▶ Supplied text
▬▬▬▬▬▬
Written in the very best tradition of British drama that drives both plot and character with equal intensity, the seventh series of Spooks brings the gritty, doomsday atmosphere of the conventional spy thriller into a highly polished and almost loving backdrop of 21st century London. The characters are raw, fresh and genuinely interesting and the classic themes of nuclear war, terrorism and ‘the mole at the top’ are portrayed with surprising originality.
The formidable psychology of the show is kept at a constantly high pitch that is conveyed to us by spectacular and powerful acting from the entire cast after Rupert Penry-Jones’ seven year reign as Adam Carter ends in a blaze of car bomb glory. Ros (Hermione Norris) is, of course, possessed by an almost demoniac cocktail of rage and grief that soon freezes over and sinks into every pore of her skin, turning her into a kind of machine that runs on revenge and almost nothing else, though we do occasionally get glimpses of the frightened, and lonely person behind the mask.
Meanwhile, following the rape she suffered while in captivity in series 6, Jo (Miranda Raison) has developed an obsessive compulsive desire to run constantly until her feet are bloody. Adam’s death prompts her to return to MI5, where she continues to suffer from severe PTSD that jeopardises several missions before Ros is forced to take her in hand in a rare and moving display of tenderness for the condition of the female MI5 agent that is a true testament to the complexity of her character: ‘the work you and I do is always going to be tough. Much tougher than Harry or Lucas can ever know. This is why you and I have to be much tougher than them to do it.’
Peter Firth’s Harry gets some dazzling scenes this season that don’t involve his usual gig of fighting with the Home Secretary, and it is perhaps significant that when it comes to avenging Adam’s death, it is he, rather than Ros, who pulls the trigger.
▬▬▬▬▬▬
▶ Information provided

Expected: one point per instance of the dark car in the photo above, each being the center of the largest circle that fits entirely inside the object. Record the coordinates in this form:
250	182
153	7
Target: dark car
▬▬▬▬▬▬
▶ Exercises to complete
1 – Render this sentence from the Spooks review in Spanish: "The characters are raw, fresh and genuinely interesting and the classic themes of nuclear war, terrorism and ‘the mole at the top’ are portrayed with surprising originality."
2 – Reproduce the stretch of the Spooks review from "Written in the" through "with surprising originality.".

▶ Responses to the exercise
1 – Los personajes son crudos, frescos y genuinamente interesantes, y los temas clásicos de la guerra nuclear, el terrorismo y «el topo en la cúpula» se retratan con una originalidad sorprendente.

2 –
Written in the very best tradition of British drama that drives both plot and character with equal intensity, the seventh series of Spooks brings the gritty, doomsday atmosphere of the conventional spy thriller into a highly polished and almost loving backdrop of 21st century London. The characters are raw, fresh and genuinely interesting and the classic themes of nuclear war, terrorism and ‘the mole at the top’ are portrayed with surprising originality.